◆ EXERCISE INSTRUCTIONS ◆
This task calls for copying every line in the data below that contains the word "water".

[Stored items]
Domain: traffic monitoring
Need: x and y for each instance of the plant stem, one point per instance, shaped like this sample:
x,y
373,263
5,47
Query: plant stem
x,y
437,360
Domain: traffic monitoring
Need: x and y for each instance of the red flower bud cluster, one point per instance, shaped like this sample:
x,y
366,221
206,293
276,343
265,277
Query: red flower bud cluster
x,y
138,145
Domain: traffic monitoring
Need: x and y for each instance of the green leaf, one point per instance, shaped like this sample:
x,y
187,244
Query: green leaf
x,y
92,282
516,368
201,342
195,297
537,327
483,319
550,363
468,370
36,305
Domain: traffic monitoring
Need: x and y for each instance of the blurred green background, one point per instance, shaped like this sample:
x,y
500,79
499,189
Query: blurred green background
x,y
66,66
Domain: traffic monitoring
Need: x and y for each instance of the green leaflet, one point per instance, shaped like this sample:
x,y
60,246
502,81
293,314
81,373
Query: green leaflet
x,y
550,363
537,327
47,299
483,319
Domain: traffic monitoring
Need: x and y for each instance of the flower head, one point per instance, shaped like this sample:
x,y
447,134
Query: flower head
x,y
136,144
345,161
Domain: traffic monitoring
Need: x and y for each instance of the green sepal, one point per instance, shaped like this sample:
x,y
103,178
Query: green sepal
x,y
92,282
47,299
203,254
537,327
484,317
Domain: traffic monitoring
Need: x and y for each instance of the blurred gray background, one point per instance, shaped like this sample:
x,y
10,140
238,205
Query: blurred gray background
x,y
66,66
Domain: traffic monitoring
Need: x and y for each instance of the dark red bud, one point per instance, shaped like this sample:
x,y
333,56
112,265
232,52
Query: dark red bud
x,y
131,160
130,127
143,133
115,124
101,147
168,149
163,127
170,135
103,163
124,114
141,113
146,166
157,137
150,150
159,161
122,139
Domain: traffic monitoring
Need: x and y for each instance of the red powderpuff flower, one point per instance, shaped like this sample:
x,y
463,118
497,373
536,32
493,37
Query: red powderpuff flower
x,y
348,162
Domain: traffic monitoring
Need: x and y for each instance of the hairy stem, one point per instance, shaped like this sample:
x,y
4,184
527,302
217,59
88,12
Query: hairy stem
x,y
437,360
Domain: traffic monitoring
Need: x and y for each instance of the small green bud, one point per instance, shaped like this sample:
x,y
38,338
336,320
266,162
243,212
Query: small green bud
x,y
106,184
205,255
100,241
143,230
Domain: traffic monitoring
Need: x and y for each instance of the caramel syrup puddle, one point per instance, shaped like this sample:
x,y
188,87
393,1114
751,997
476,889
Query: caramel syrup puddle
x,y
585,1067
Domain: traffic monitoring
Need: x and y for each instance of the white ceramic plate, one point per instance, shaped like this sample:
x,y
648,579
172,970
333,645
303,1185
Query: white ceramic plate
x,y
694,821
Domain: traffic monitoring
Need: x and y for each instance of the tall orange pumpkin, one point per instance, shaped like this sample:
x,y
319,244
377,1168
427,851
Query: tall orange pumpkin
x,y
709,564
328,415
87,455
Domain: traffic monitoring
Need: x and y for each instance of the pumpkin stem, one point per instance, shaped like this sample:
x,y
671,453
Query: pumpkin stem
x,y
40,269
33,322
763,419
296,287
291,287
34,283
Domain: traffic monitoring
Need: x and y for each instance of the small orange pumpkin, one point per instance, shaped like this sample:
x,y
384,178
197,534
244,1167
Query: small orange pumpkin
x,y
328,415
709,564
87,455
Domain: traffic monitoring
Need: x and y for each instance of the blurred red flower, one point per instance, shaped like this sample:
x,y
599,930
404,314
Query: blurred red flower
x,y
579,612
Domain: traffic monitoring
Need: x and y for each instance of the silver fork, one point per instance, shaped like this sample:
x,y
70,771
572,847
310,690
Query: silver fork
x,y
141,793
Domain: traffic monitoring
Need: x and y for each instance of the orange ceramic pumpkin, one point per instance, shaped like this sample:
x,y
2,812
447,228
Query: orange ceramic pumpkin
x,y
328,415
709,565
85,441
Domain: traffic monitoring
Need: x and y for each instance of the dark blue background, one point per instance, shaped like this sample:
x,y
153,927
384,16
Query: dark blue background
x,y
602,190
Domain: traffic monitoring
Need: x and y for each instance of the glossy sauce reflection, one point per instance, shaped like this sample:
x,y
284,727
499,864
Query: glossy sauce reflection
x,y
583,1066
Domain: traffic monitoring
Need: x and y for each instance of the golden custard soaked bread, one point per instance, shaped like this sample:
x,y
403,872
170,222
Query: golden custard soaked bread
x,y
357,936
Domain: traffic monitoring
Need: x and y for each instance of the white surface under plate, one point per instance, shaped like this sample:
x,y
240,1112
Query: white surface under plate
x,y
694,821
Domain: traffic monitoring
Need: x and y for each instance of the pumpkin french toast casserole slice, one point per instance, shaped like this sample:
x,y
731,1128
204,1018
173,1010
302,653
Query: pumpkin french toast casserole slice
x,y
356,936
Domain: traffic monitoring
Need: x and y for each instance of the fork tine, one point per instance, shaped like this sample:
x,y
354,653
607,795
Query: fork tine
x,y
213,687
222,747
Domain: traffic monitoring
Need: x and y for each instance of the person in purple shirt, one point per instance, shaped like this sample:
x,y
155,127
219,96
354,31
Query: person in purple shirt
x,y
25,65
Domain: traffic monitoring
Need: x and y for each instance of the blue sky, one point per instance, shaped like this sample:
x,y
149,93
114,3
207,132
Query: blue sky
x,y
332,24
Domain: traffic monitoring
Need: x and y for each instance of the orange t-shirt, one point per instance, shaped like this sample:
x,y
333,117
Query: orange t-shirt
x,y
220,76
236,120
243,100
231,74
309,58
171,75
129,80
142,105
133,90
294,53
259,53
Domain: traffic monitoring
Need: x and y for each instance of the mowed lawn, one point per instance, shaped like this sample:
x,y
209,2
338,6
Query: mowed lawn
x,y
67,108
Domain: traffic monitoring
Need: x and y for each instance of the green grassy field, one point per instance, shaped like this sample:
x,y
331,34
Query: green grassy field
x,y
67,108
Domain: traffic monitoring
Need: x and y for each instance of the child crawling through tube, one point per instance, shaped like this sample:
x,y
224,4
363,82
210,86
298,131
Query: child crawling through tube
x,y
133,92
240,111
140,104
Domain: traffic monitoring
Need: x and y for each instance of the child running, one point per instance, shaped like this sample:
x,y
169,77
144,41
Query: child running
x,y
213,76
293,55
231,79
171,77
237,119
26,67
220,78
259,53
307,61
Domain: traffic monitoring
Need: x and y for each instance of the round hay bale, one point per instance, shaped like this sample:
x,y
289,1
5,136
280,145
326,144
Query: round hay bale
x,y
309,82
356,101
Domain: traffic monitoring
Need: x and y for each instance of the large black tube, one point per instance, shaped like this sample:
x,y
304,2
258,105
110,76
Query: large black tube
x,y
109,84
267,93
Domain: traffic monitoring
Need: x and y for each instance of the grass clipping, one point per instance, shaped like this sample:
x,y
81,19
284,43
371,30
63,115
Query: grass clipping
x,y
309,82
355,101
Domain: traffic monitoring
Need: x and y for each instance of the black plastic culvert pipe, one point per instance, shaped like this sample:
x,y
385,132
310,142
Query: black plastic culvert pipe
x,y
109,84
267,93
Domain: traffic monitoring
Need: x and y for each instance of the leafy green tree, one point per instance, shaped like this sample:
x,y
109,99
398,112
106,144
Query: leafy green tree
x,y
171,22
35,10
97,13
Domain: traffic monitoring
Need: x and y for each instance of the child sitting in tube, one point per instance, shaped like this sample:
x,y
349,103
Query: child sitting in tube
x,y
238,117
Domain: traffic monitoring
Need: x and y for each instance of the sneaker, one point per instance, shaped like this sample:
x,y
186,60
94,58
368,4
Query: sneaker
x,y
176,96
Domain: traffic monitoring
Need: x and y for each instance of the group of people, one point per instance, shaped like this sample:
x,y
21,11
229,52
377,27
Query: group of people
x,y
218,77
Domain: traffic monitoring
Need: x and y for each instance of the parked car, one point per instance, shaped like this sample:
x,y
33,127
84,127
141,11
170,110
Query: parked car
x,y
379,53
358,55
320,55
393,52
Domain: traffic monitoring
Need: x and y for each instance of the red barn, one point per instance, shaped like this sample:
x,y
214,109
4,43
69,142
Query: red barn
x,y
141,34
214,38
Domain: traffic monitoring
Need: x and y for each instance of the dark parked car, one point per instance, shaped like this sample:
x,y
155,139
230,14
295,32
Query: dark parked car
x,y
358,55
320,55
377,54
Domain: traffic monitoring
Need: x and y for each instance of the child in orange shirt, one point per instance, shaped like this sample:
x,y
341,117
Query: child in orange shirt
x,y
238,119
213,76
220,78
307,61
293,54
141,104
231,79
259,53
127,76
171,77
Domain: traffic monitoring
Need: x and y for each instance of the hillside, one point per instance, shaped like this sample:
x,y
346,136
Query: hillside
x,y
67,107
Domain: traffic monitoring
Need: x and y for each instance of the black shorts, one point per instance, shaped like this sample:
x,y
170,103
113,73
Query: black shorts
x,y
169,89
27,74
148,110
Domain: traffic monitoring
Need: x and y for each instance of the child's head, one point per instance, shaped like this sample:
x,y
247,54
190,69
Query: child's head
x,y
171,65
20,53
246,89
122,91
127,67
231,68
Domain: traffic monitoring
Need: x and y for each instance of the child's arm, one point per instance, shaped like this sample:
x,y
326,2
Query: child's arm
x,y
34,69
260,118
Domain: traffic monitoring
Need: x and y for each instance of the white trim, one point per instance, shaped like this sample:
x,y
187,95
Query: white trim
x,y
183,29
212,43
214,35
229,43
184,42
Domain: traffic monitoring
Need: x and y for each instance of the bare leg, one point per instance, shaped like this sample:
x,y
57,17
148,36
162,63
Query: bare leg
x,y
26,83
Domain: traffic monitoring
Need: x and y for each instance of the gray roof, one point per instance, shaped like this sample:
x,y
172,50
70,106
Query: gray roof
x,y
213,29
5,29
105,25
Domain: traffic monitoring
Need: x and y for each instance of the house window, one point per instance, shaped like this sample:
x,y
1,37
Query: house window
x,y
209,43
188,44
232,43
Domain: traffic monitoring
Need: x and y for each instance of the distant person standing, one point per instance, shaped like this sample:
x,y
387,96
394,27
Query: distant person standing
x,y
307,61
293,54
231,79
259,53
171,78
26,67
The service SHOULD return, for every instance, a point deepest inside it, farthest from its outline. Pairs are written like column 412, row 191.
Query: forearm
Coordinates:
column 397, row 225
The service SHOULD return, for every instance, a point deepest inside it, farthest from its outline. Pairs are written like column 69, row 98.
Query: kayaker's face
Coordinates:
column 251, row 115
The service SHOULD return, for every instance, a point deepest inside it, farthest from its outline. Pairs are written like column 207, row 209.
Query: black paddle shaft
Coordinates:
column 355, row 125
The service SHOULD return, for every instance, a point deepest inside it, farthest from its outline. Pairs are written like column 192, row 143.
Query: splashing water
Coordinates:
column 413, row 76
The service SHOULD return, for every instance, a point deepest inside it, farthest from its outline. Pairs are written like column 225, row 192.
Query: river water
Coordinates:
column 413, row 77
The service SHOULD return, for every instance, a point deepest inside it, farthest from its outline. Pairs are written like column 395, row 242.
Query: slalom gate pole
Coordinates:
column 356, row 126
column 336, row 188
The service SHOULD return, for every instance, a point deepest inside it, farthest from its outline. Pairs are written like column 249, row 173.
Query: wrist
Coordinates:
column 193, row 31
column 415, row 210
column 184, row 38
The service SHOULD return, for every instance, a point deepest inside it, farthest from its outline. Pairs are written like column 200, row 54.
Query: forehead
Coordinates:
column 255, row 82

◆ TASK SOLUTION ◆
Query: splashing water
Query: river water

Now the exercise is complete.